§ **Passage for review**
Wearing tan Dickies, sandals and a blue and green button-down shirt that looks like graph paper, Emily Davis’ brown eyes lit up when she said, “I’m homegrown.”
Davis, 16, attends Liberty High School, where she is the focus editor for her school newspaper. She hopes to be the paper’s editor in chief in the fall, which will be her senior year.
In her spare time, she enjoys music, movies and friends, along with the comic strip “Get Fuzzy.”
“I enjoy normal teenage stuff,” she said. “I really like to write in my spare time.”
She also has some unique talents.
Davis has a brown bar going over her foot from wearing sandals. She has what she calls an “Okie” tan.
“I’ve got this nice brown bar going across, surrounded by white skin,” she said. “I can also pop my wrist (continuously).”
Davis said that her family is close and that they play card games a lot. “I whooped my family last night at May I (a card game),” she said.
Her father, R. Scott Davis, 50, works as a dentist for Clinica Sierra Vista. Her mother, Elaine, 48, works as a lab technician, testing body fluid samples.
She also has two sisters: Kim, 21, and Kari, 20. Kim just graduated from Cal State Bakersfield with a biology major. Kari works as an office manager for a trucking company.
She says she might follow in Kim’s footsteps and major in biology when she attends college. “I want to make money to go jet-skiing,” she said.

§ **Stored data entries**
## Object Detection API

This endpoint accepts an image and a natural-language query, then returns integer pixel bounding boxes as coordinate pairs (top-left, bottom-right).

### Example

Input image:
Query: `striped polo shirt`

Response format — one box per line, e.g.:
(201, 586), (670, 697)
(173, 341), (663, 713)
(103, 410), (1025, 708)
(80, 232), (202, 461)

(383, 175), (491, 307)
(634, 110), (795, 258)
==
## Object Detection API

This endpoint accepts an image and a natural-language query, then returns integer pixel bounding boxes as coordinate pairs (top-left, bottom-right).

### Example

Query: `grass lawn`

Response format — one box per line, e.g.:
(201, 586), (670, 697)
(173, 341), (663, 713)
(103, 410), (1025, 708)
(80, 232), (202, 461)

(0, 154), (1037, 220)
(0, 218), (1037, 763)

§ **Exercise objective**
Continue the profile of Emily Davis from the point where it stops.

§ **Expected answer**
Davis hasn’t decided on a profession, but is considering computer graphics design for a magazine.
She said she wants to do something that’s more creative with writing on the side.
While school was out on summer break, Davis decided to attend the three-week journalism workshop at Bakersfield College.
“I wanted to improve my journalism skills. I wanted to improve my writing skills,” she said. “I wanted to shoot more art.”
One of her happiest moments was when the bell rang on the last day of school recently.
“I wasn’t really proud, I was just relieved when I made it through junior year,” she said.
Davis’ life hasn’t always been full of good times though.
Her uncle was in the World Trade Center when the nation was horror-stricken by the attacks on Sept. 11, 2001.
“I had no idea if he was all right or if he was even alive,” she said. “Luckily he was.”